Although the records contain pictures, only their text should be repeated, exactly as it stands.

"""

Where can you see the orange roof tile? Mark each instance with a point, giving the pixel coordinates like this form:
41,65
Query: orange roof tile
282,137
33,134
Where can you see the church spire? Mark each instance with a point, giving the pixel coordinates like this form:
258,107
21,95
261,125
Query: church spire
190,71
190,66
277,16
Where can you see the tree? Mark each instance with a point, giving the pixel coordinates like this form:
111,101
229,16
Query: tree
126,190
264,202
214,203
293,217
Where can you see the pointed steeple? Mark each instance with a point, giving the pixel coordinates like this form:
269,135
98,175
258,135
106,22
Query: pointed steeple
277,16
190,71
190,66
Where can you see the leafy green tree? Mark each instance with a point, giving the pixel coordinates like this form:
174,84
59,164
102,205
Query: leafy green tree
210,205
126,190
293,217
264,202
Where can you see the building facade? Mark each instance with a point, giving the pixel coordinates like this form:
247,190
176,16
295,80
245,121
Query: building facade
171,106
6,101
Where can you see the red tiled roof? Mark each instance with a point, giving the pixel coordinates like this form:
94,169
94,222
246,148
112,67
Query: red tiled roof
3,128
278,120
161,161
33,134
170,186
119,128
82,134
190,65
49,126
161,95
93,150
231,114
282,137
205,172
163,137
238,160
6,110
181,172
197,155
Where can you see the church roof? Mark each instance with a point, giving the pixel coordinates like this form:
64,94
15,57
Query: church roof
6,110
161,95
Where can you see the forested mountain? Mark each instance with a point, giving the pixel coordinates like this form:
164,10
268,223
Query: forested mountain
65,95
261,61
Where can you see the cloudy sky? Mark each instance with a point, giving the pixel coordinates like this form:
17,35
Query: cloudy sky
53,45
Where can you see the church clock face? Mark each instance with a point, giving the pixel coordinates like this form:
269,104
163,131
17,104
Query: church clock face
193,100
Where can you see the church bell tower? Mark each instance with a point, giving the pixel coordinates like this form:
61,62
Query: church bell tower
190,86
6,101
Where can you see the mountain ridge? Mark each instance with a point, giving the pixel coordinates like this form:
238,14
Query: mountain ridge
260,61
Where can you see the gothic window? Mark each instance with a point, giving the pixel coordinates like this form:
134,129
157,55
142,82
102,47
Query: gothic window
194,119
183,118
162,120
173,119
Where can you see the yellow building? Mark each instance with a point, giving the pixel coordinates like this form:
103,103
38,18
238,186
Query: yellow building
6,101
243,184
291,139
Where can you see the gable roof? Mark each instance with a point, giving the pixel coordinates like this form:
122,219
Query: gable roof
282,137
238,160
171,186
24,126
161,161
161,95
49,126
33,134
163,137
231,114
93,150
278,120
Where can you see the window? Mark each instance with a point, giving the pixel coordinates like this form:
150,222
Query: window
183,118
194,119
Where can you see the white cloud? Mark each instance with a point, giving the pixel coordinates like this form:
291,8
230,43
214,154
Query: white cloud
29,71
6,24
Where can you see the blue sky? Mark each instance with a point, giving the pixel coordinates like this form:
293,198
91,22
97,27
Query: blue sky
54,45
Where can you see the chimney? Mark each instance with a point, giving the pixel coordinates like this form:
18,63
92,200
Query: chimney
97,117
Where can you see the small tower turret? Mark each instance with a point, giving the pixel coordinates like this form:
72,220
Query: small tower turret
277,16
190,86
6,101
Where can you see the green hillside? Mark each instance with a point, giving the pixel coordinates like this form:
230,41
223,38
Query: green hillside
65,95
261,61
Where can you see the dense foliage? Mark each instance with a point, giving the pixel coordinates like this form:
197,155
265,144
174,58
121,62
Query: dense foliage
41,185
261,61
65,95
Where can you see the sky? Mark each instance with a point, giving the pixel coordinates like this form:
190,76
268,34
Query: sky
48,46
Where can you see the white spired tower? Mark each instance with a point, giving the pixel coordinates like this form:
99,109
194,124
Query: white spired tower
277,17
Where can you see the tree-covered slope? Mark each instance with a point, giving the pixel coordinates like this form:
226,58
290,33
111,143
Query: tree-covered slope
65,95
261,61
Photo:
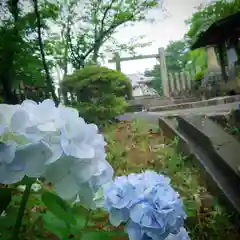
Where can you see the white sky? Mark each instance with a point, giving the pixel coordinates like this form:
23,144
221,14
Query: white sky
160,33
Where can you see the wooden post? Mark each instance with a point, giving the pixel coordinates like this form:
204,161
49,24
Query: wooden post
183,81
117,61
163,69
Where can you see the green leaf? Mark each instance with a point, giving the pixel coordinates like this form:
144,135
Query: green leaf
58,207
5,197
26,181
55,225
95,236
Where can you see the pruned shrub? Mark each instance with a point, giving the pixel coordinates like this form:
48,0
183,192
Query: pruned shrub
98,93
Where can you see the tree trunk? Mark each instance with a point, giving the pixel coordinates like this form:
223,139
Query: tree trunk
8,57
48,77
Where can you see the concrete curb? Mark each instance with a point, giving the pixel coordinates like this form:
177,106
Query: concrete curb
219,178
209,102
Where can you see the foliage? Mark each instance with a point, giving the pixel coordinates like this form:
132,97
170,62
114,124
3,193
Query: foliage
20,55
98,24
199,76
136,146
156,82
100,92
208,14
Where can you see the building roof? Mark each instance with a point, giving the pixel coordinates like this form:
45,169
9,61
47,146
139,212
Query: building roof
219,32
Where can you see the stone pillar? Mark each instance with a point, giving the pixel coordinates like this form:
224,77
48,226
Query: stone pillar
163,69
183,81
118,61
177,82
213,65
189,80
171,83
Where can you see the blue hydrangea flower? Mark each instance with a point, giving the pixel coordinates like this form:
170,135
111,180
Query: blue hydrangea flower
148,204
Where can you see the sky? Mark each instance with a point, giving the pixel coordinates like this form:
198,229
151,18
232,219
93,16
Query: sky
168,26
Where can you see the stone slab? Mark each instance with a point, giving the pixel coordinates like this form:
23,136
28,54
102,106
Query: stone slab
217,181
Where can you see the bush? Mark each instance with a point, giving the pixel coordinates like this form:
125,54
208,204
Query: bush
100,92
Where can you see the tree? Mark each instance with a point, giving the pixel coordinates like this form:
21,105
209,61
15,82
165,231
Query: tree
99,21
100,92
40,42
208,14
21,59
175,61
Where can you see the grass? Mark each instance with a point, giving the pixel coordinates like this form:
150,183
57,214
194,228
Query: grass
136,146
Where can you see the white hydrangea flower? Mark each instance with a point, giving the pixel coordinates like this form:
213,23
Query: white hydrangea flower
42,140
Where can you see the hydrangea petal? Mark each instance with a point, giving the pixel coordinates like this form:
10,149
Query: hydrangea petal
134,231
117,216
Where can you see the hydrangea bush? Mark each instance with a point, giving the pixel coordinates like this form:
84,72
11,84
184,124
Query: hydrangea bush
55,147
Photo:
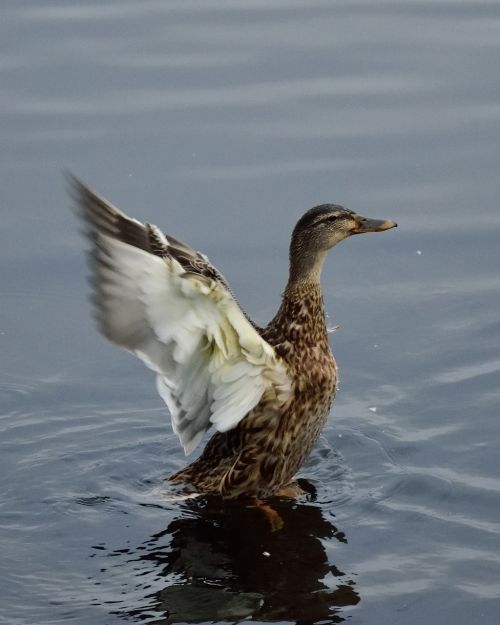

"""

RESULT OF THE EXERCISE
Where can you see the orange roof tile? Mark each instance with a point, giving the pixel coordinates like this form:
41,65
Query: orange roof tile
282,137
33,134
Where can you see the church spire? Mark each instance with a point, giving the pixel coordinates like this form:
258,107
21,95
261,125
Query: church spire
190,71
190,66
277,16
Where can you see the tree? Mark each instance with a point, giving the pixel coordinates like this form:
111,101
229,16
Query: tree
126,190
264,202
214,203
293,217
Where can you see the pointed steeple? Mark each instance with a point, giving the pixel coordinates like this form:
269,135
98,175
258,135
106,22
Query: pointed steeple
277,16
190,71
190,66
Where can you see the leafy green tree? Mark each instance with a point, giving the pixel coordinates like this form:
174,84
59,164
102,205
Query: leafy green tree
210,205
126,190
293,217
264,202
Where can you see the building facade? Mark each instance with a point, giving the pixel coordinates like this form:
247,190
176,16
295,80
245,121
Query: building facade
171,106
6,101
Where can you see the red tiled roof? Mark each instance with a point, giving the pixel coordinates like this form:
94,169
94,222
246,148
112,67
Query: red tiled roof
3,128
278,120
161,161
33,134
170,186
119,128
82,134
190,65
49,126
161,95
93,150
231,114
282,137
205,172
163,137
238,160
6,110
181,172
197,155
Where can you see the church roof? Mark each instance with a point, giving the pixel coordinates like this form:
64,94
15,57
Query: church roof
6,110
161,95
Where can you see the forested mountain? Mark each instance with a point, giving the pixel coordinates like this form:
164,10
268,223
Query: forested mountain
65,95
261,61
Where can you see the cloudy sky? Mark each instance with a point, giving the pixel coordinates like this form:
17,35
Query: cloudy sky
53,45
Where can you see the church clock face? Mark each instance with a point, giving the pixel coordinates like this form:
269,104
163,131
17,104
Query: church clock face
193,100
Where can you see the church bell tower? Mark each instance with a point, giving the pixel coordinates like this form:
61,62
Query: church bell tower
190,86
6,101
Where can you see the mountain ridge? Mark each instance with a point, giving the pixel coordinates like this form:
238,14
Query: mountain ridge
260,61
Where can you see the gothic window? Mark each instance with a point, giving the pixel coordinates like this form:
134,129
157,55
142,82
102,47
Query: gothic window
194,119
183,118
162,120
173,119
Where can you see the yellow building? Mark each instance with a point, giving the pixel coordinates like this form:
103,103
38,18
238,186
Query: yellow building
6,101
243,184
291,139
Where can you see the gable roof? Mark each instance with a point, giving the pixel coordinates like this form:
122,219
Query: gable roof
282,137
238,160
171,186
24,126
161,161
161,95
49,126
33,134
163,137
231,114
93,150
278,120
Where can you see the window? Mark each instance with a point, giving the pixel coordinates like this form:
150,222
Query: window
183,118
194,119
Where can you see the white cloud? Mark each instance with a point, giving the pixel coordinates like this form:
291,8
230,43
214,154
Query: white cloud
29,71
6,24
Where can you see the blue sky? Mark each instance with a point, giving the pixel coordinates like this form:
293,198
91,22
97,27
Query: blue sky
54,45
Where can you see the chimney? Mark each instance with a point, giving the pixel coordinates like this form:
18,63
92,200
Query: chimney
97,117
Where can you see the small tower turret? Mark each instance with a point, giving the pixel coordinates like this form:
72,220
Query: small tower turret
277,16
190,86
6,101
Where can you see the green hillside? Mark each instance with a point, giving the pixel coordinates like this form:
230,41
223,38
Query: green hillside
65,95
261,61
Where can you see the dense foliage? Mark each instance with a point, giving the pixel coordinates like this form:
197,155
265,144
174,58
121,62
Query: dense foliage
41,185
261,61
65,95
Where can you see the sky? Mark each instance with a point, giving the pixel coordinates like this form:
190,76
268,34
Query: sky
48,46
Where can you see the white spired tower? Mark each instance with a point, giving the pixel coordinates like this form:
99,109
194,124
Query: white spired tower
277,17
Where can you see the tree-covered slope? Mark each instance with a point, giving the pixel coordinates like this form:
226,58
290,33
111,143
Query: tree-covered slope
65,95
261,61
Photo:
Where can you see the white sky? Mark each instance with a point, giving the pixel coordinates like this form:
23,144
221,14
Query: white sky
160,33
Where can you see the wooden post? Mark each instance with a point, giving the pixel coordinates like this form:
204,161
49,24
Query: wooden post
183,81
117,61
163,69
Where can you see the green leaf? Mark each instance with a point, giving the pixel coordinates like this form:
144,135
Query: green leaf
58,207
5,197
26,181
55,225
95,236
Where can you see the pruned shrub? Mark each instance with a point, giving the pixel coordinates like this form:
48,0
183,192
Query: pruned shrub
98,93
Where can you see the tree trunk? Mark each instance with a point, giving the pixel coordinates like this form:
223,139
Query: tree trunk
8,57
48,77
Where can you see the concrete curb? Mark each instance with a point, giving the pixel coordinates like this form:
177,106
Query: concrete curb
219,178
209,102
Where can you see the foliage? Mark each instance with a point, giving the pixel coordinates like this form:
132,97
170,62
114,124
3,193
Query: foliage
20,55
98,24
199,76
136,146
156,82
100,92
208,14
Where can you see the building roof? Mark each instance with a point, giving the pixel coordinates like this form:
45,169
9,61
47,146
139,212
Query: building roof
219,32
Where can you see the stone pillar? Mark each instance with a point, giving the pixel coordinates like this form:
224,77
48,226
Query: stone pillar
163,69
183,81
118,61
177,82
213,65
189,80
171,83
Where can you see the blue hydrangea flower? Mark each instance with a point, giving the pixel coordinates like this form:
170,135
111,180
Query: blue hydrangea flower
148,204
Where can you see the sky? Mark each instance with a point, giving the pixel coordinates like this form:
198,229
151,18
232,219
93,16
Query: sky
168,26
Where can you see the stone slab? Mark each instance with a point, giving the pixel coordinates like this form:
23,136
28,54
102,106
Query: stone slab
217,181
Where can you see the bush? Mark each instance with a point, giving the pixel coordinates like this form:
125,54
208,204
Query: bush
100,92
Where can you see the tree? Mark each instance with a point, giving the pixel coordinates like this form:
21,105
209,61
15,82
165,231
Query: tree
99,21
100,92
40,42
208,14
21,59
175,61
Where can you see the grass? Mark each instance with a point, giving the pixel coordinates like this form:
150,183
57,214
194,228
Query: grass
136,146
Where can you see the white hydrangea flower? Mark each instance with a point, giving the pixel coordinates like this form:
213,23
Query: white hydrangea flower
42,140
Where can you see the hydrangea petal? Mark each instance with a point, giving the pixel coordinates like this form:
10,149
Query: hydrangea petal
134,231
117,216
Where can you see the hydrangea bush? Mark each instance with a point, giving the pixel coordinates like this form:
84,72
11,84
184,124
Query: hydrangea bush
55,147
Photo:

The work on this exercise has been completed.